**** Excerpt ****

Health & Well-Being Board (Croydon) Minutes

Date:
Wednesday 4th December 2013
Time:
2:00pm
Place:
The Council Chamber, The Town Hall, Katharine Street, Croydon CR0 1NX
 

Attendance Details

Present:

Elected members of the council:

Councillors Jane AVIS, Adam KELLETT, Maggie MANSELL, Margaret MEAD - chair, Tim POLLARD - vice-chair
 

Officers of the council:

Hannah MILLER (Executive Director of Adult Services, Health & Housing)

 

NHS commissioners:

Dr Agnelo FERNANDES (NHS Croydon Clinical Commissioning Group)

Dr Jane FRYER (NHS England)

Paula SWANN (NHS Croydon Clinical Commissioning Group)

 

Healthwatch Croydon

(no representative)
 

NHS service providers:

Steve DAVIDSON (South London & Maudsley NHS Foundation Trust)

Karen BREEN(Croydon Health Services NHS Trust)
 

 

Representing voluntary sector service providers:

Sarah BURNS (Croydon Voluntary Action)

Nero UGHWUJABO (Croydon BME)

 

Representing patients, the public and users of health and care services:

Lynette PATTERSON (Croydon Voluntary Sector Alliance)


Non-voting members:

Andrew McCOIG (Croydon Local Pharmaceutical Committee)

Annette ROBSON (Croydon College)

 

Also present:

Solomon Agutu (head of democratic services & scrutiny), Fiona Assaly (office manager, health & wellbeing, Croydon Council), Steve Morton (head of health & wellbeing, Croydon Council), Alan Hiscutt (Head of Commissioning Vulnerable Adults and Supported Housing, Croydon Council), Shirley Johnstone (Adults Commissioning manager), Brenda Scanlan (Director of Adult Care Commissioning)

 

Notes: Margot Rohan (senior members’ services manager)

**** Listed entries ****

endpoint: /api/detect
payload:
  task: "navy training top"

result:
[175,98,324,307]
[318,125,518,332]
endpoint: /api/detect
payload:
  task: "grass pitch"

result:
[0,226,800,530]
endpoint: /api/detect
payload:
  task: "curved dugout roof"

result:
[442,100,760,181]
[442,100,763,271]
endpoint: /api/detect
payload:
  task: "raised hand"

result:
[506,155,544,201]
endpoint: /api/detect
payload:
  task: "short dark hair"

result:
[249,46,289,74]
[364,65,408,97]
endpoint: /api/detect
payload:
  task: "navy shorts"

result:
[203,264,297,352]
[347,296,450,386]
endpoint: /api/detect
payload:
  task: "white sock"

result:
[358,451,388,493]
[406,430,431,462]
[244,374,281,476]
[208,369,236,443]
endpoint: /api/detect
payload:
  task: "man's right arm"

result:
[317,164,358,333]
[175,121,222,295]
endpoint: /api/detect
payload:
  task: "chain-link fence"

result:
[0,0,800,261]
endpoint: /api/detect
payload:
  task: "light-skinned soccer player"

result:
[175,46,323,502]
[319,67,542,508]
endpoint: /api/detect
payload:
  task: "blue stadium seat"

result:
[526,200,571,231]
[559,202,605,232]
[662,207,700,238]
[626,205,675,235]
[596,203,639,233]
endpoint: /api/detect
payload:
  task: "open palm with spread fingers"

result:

****

■ Directions: Please copy out the Croydon Health & Well-Being Board minutes in full, word for word.

■ Exercise answer:
Health & Well-Being Board (Croydon) Minutes

Date:
Wednesday 4th December 2013
Time:
2:00pm
Place:
The Council Chamber, The Town Hall, Katharine Street, Croydon CR0 1NX
 

Attendance Details

Present:

Elected members of the council:

Councillors Jane AVIS, Adam KELLETT, Maggie MANSELL, Margaret MEAD - chair, Tim POLLARD - vice-chair
 

Officers of the council:

Hannah MILLER (Executive Director of Adult Services, Health & Housing)

 

NHS commissioners:

Dr Agnelo FERNANDES (NHS Croydon Clinical Commissioning Group)

Dr Jane FRYER (NHS England)

Paula SWANN (NHS Croydon Clinical Commissioning Group)

 

Healthwatch Croydon

(no representative)
 

NHS service providers:

Steve DAVIDSON (South London & Maudsley NHS Foundation Trust)

Karen BREEN(Croydon Health Services NHS Trust)
 

 

Representing voluntary sector service providers:

Sarah BURNS (Croydon Voluntary Action)

Nero UGHWUJABO (Croydon BME)

 

Representing patients, the public and users of health and care services:

Lynette PATTERSON (Croydon Voluntary Sector Alliance)


Non-voting members:

Andrew McCOIG (Croydon Local Pharmaceutical Committee)

Annette ROBSON (Croydon College)

 

Also present:

Solomon Agutu (head of democratic services & scrutiny), Fiona Assaly (office manager, health & wellbeing, Croydon Council), Steve Morton (head of health & wellbeing, Croydon Council), Alan Hiscutt (Head of Commissioning Vulnerable Adults and Supported Housing, Croydon Council), Shirley Johnstone (Adults Commissioning manager), Brenda Scanlan (Director of Adult Care Commissioning)

 

Notes: Margot Rohan (senior members’ services manager)